What the task requires →
Each line below should be reproduced without any alteration.

Material to process →

*** Block opens ***

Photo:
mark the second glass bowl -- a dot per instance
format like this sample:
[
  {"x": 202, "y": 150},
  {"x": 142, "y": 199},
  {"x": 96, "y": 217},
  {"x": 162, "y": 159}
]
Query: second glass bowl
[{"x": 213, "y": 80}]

*** Block closes ***

Task response →
Photo:
mark the second glass bowl -- a dot per instance
format like this sample:
[
  {"x": 202, "y": 150},
  {"x": 142, "y": 199},
  {"x": 96, "y": 217},
  {"x": 162, "y": 159}
]
Query: second glass bowl
[{"x": 213, "y": 80}]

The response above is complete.